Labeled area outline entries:
## begin

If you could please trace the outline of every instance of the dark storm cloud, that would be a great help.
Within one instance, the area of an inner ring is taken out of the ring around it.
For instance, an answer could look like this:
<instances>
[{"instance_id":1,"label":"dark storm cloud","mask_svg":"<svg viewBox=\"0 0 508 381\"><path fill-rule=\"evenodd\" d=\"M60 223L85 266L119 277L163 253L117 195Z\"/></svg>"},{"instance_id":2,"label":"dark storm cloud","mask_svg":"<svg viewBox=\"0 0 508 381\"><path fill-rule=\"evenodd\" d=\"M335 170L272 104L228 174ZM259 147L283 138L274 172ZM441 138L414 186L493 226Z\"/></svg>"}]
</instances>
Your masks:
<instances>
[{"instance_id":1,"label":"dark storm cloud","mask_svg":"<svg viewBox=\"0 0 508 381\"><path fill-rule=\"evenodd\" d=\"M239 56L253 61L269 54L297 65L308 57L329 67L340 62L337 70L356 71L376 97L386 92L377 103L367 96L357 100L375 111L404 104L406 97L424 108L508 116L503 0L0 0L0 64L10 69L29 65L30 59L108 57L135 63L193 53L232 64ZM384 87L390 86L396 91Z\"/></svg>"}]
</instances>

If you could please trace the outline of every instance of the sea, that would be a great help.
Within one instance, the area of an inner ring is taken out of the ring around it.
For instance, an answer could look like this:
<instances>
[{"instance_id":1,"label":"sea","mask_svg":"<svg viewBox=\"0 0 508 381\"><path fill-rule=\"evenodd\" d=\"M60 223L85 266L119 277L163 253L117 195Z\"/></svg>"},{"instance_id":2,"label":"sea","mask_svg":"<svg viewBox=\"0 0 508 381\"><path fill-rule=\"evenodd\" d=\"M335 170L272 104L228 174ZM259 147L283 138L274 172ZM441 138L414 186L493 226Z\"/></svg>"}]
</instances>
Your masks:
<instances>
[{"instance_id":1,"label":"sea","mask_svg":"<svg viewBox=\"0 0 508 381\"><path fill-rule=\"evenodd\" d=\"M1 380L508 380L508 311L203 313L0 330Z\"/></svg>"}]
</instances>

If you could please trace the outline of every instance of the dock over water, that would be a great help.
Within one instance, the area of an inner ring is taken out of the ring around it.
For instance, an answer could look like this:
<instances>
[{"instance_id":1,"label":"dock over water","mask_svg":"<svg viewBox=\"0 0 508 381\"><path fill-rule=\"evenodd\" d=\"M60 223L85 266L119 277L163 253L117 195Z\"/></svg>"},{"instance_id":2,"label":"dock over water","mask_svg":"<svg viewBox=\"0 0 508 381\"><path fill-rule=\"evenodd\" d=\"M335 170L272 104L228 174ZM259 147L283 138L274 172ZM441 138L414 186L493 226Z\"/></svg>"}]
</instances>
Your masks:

## end

◆ Requirements
Output as a numbered list only the lines of the records from the line containing "water, that would be a great help." up to and including the final line of the records, leaving out any blank lines.

◆ Written response
1. If you could please trace the outline of every instance of the dock over water, that would be a great help.
2. Within one instance, the area of an inner ring is taken out of the ring around it.
3. For instance, an answer could look like this:
4. <instances>
5. [{"instance_id":1,"label":"dock over water","mask_svg":"<svg viewBox=\"0 0 508 381\"><path fill-rule=\"evenodd\" d=\"M60 223L85 266L119 277L163 253L117 195Z\"/></svg>"},{"instance_id":2,"label":"dock over water","mask_svg":"<svg viewBox=\"0 0 508 381\"><path fill-rule=\"evenodd\" d=\"M335 170L272 104L228 174ZM259 147L283 138L274 172ZM441 138L414 186L493 226Z\"/></svg>"}]
6. </instances>
7. Your masks:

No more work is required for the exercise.